MEU AVÔ


          Meus pais eram muito amorosos, mas severos. Talvez por isto a doce figura de meu avô foi a que mais ficou gravada em minha infância. Era um homem alto e forte mas dotado de enorme alegria e bondade. Meu avô era, ao mesmo tempo, avô e amigo, fonte de incontáveis alegrias e lembranças. A ele devo o que apenas Deus poderá pagar. Hoje penso que meu avô deveria ser descendente de chinês, porque nunca vi ninguém dotado de tamanha paciência, principalmente com crianças. Quando aprontávamos alguma, ele apenas sorria e dizia que se não fossemos embora meus pais ficariam bravos (ele nunca).

          Um dia ele comprou um burro tão manso que até nos irritava com sua calma. Neste burro montávamos dois ou três primos de uma vez (cowboys) e ele saía nos rebocando pela cidade, primeiro ia ao armazém, depois ao açougue, depois à venda, onde tomava um golinho de pinga e voltava sob um sol escaldante, puxando o burro e carregando suas compras, como se estivesse passeando sob as sombras de um jardim europeu. Que homem fantástico.

________________________

OBJETIVO DA TAREFA:
No texto sobre o avô, em que lugar ele tomava um golinho de pinga durante os passeios com o burro? Os itens são um material à parte, separado do texto.

________________________

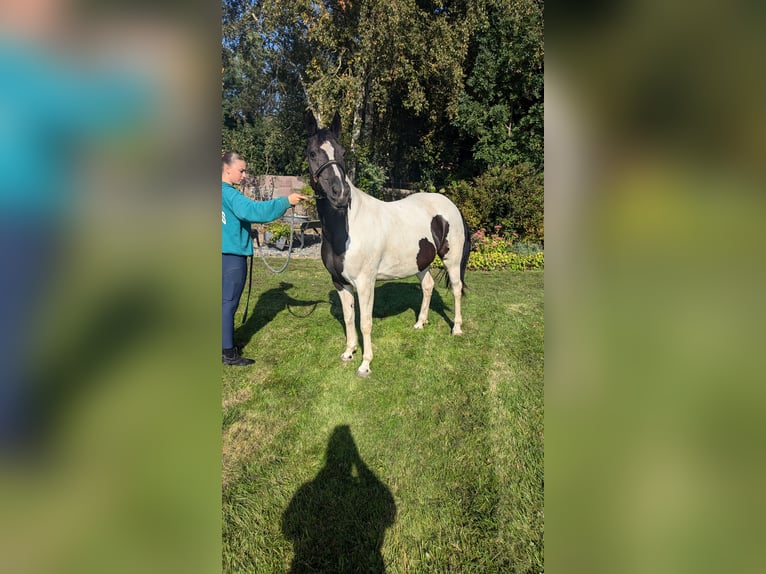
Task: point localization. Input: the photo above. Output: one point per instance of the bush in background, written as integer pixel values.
(511, 197)
(492, 252)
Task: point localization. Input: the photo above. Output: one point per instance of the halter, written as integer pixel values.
(315, 175)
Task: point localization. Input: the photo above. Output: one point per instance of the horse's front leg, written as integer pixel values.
(427, 286)
(366, 292)
(346, 294)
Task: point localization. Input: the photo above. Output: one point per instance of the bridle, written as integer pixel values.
(315, 176)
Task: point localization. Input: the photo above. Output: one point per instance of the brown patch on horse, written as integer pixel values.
(439, 231)
(426, 254)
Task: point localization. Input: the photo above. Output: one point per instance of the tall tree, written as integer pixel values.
(501, 109)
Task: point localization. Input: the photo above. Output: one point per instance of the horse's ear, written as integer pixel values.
(335, 125)
(311, 124)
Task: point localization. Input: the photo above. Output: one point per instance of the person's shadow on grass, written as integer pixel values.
(269, 304)
(337, 521)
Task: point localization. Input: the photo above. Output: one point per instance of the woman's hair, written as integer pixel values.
(229, 157)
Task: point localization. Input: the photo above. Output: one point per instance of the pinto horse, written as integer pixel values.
(365, 239)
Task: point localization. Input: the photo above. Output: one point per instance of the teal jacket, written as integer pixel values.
(238, 212)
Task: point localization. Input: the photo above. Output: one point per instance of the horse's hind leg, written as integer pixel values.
(457, 293)
(346, 294)
(427, 285)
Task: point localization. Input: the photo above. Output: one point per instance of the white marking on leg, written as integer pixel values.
(457, 289)
(347, 304)
(427, 285)
(366, 292)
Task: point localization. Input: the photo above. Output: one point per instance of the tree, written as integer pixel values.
(501, 109)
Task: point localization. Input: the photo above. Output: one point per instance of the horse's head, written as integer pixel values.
(326, 166)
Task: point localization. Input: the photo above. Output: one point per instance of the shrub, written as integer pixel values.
(512, 197)
(494, 252)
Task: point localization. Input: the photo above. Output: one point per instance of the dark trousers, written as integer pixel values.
(25, 280)
(234, 269)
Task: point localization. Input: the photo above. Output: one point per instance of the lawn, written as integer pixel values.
(432, 464)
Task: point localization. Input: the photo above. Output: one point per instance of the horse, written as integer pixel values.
(365, 239)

________________________

RESPOSTA ESCRITA:
Na venda.